Tasks to perform:
[a] In the Christmas Day 2012 post, list everything it names as having put away the Lord Jesus Christ.
[b] Repeat word for word the part of the Christmas Day 2012 post that starts with "Beginning with its" and ends after "brightest moons (Philippians 2:15).".

Selected excerpt:
>>>

Tuesday, December 25, 2012

Christmas Day, 2012 "Not Hardly"

     A brief moment of concern gave way to remembrance and rejoicing as I read the headline, published several days before Christmas:     "Christianity Nearly Extinct In Middle East."   

"Not hardly," I thought to myself, recalling another "headline," published more than two millennia ago:   

"They crucified Him" (Matthew 27:35).

  Beginning with its Founder, the Christian faith has seemingly experienced the finality of death throughout her history.  The world, devil and flesh put away the Lord Jesus Christ, only to find a blaze of the most intense glory arising from the ashes of the cross.  They do the same to His church, only to find her shining forth in a glory that could not have ignited save in the throes of rejection and persecution.  Indeed, a religion of force cannot make extinct the reality of faith.  It can only serve as a purifying and sanctifying agent whereby God uses the attacks of the wicked to draw the righteous more devotedly unto Himself.  Moreover, He then sends us forth to "shine as lights in the world," lights more brilliant because our enemies' attempts to extinguish Christ's illumination always result in the dark nights that provide backdrop for the brightest moons (Philippians 2:15).

<<<

Data section:
>>>

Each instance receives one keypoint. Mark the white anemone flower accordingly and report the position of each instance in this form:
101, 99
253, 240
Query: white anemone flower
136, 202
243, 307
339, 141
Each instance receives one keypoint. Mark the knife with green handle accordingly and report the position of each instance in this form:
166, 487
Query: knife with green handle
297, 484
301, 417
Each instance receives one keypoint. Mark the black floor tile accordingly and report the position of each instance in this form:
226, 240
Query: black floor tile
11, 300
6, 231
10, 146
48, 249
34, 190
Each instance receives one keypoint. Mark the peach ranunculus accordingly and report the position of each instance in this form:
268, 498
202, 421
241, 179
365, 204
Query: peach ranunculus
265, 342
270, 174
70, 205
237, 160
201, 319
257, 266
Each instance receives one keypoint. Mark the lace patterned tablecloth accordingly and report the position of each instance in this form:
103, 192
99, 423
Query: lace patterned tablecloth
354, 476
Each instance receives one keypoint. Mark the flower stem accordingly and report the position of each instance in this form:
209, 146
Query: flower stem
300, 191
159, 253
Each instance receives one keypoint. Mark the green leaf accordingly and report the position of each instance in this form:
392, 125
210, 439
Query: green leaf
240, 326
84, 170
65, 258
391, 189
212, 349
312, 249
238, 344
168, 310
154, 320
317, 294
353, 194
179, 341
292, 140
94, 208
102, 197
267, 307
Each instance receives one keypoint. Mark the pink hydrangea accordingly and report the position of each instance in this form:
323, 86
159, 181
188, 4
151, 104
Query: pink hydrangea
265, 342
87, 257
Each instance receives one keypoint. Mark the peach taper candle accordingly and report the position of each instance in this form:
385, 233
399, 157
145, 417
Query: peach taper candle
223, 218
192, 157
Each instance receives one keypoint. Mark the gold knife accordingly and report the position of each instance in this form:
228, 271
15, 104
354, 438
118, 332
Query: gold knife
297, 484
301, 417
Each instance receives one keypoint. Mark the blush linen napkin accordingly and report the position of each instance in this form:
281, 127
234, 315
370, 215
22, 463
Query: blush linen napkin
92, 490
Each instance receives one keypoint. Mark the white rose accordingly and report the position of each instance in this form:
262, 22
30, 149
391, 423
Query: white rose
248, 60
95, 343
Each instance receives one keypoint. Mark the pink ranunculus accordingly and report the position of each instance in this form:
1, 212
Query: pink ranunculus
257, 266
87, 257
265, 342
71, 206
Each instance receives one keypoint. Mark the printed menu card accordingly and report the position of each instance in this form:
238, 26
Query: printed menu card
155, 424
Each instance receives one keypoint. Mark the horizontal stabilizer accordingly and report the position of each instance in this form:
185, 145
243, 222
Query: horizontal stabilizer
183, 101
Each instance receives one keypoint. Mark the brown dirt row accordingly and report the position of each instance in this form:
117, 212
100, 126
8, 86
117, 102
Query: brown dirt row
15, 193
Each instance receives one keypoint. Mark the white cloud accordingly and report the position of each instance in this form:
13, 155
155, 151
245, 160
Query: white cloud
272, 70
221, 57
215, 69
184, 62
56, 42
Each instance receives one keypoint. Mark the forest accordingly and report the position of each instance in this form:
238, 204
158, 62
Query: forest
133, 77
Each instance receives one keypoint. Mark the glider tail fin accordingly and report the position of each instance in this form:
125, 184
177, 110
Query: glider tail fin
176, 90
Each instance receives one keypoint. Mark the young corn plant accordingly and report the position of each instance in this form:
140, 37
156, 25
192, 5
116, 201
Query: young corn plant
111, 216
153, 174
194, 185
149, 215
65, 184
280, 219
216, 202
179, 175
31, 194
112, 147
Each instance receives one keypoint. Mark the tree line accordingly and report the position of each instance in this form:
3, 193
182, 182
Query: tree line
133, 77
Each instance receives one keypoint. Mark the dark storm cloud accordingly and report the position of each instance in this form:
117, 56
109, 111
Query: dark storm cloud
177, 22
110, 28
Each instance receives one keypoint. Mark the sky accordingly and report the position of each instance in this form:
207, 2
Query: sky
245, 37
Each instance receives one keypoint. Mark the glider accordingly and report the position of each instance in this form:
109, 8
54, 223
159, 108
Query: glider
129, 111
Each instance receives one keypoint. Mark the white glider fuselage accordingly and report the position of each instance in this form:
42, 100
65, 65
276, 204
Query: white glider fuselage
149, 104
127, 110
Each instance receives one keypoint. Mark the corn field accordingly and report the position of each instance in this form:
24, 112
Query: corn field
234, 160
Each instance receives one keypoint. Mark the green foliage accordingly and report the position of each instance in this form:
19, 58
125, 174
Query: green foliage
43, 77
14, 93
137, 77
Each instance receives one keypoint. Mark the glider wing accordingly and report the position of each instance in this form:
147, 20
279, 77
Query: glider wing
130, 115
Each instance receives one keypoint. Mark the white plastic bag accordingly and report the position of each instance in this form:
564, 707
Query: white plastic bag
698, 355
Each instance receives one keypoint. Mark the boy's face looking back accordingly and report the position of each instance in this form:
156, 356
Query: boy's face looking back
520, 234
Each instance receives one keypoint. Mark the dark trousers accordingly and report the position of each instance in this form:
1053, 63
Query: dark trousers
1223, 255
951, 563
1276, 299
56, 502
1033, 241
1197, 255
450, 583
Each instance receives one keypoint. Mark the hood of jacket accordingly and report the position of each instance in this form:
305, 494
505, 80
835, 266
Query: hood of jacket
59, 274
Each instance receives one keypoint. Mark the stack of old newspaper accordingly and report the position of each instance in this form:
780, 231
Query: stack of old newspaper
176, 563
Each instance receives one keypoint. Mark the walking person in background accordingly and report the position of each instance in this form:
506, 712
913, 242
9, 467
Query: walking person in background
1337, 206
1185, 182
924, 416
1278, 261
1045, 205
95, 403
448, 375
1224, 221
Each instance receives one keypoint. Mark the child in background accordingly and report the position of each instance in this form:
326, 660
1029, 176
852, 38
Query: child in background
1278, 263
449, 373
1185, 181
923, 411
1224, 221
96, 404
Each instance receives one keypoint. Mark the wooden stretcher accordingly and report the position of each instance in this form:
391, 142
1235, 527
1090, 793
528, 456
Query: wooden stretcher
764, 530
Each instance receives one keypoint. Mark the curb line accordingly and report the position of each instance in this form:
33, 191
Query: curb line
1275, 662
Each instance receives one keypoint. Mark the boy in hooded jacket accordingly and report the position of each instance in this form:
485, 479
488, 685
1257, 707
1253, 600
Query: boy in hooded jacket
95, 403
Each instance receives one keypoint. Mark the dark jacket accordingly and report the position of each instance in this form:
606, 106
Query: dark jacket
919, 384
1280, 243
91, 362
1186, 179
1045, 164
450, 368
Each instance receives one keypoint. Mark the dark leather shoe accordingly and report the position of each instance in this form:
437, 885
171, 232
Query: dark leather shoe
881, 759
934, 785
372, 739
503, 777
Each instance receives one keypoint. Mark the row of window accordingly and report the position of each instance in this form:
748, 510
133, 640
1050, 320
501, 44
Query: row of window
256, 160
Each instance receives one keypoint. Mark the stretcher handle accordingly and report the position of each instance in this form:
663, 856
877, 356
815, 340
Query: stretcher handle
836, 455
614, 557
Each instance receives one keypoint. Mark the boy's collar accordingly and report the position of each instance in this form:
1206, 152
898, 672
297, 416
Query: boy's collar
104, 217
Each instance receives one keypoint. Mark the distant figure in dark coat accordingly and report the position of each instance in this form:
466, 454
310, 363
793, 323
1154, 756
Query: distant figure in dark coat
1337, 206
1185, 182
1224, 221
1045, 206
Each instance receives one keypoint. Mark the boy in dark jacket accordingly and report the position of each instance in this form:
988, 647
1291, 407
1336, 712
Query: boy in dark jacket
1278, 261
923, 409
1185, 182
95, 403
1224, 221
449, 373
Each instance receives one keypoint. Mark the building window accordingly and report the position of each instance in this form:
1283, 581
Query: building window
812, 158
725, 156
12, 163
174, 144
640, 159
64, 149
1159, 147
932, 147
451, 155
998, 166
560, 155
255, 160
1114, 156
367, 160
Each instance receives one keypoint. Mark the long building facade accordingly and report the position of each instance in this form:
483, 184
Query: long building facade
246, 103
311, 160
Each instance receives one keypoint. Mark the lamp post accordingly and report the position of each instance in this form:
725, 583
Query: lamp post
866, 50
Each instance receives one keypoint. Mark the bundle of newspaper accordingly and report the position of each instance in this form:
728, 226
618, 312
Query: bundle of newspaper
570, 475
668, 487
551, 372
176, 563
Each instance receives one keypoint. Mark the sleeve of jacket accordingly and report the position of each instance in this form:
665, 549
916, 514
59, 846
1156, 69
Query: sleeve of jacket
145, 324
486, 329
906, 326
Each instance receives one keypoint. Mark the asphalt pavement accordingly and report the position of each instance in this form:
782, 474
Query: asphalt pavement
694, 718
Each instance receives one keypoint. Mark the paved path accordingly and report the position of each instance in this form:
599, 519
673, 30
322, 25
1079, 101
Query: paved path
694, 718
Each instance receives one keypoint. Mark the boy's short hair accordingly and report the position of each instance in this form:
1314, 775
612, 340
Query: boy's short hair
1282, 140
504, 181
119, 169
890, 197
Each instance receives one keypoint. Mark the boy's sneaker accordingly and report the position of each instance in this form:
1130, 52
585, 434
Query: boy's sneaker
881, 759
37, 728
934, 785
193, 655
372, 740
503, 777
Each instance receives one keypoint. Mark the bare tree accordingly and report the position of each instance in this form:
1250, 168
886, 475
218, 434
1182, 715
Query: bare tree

<<<

Worked solutions:
[a]
- the world
- the devil
- the flesh

[b]
Beginning with its Founder, the Christian faith has seemingly experienced the finality of death throughout her history.  The world, devil and flesh put away the Lord Jesus Christ, only to find a blaze of the most intense glory arising from the ashes of the cross.  They do the same to His church, only to find her shining forth in a glory that could not have ignited save in the throes of rejection and persecution.  Indeed, a religion of force cannot make extinct the reality of faith.  It can only serve as a purifying and sanctifying agent whereby God uses the attacks of the wicked to draw the righteous more devotedly unto Himself.  Moreover, He then sends us forth to "shine as lights in the world," lights more brilliant because our enemies' attempts to extinguish Christ's illumination always result in the dark nights that provide backdrop for the brightest moons (Philippians 2:15).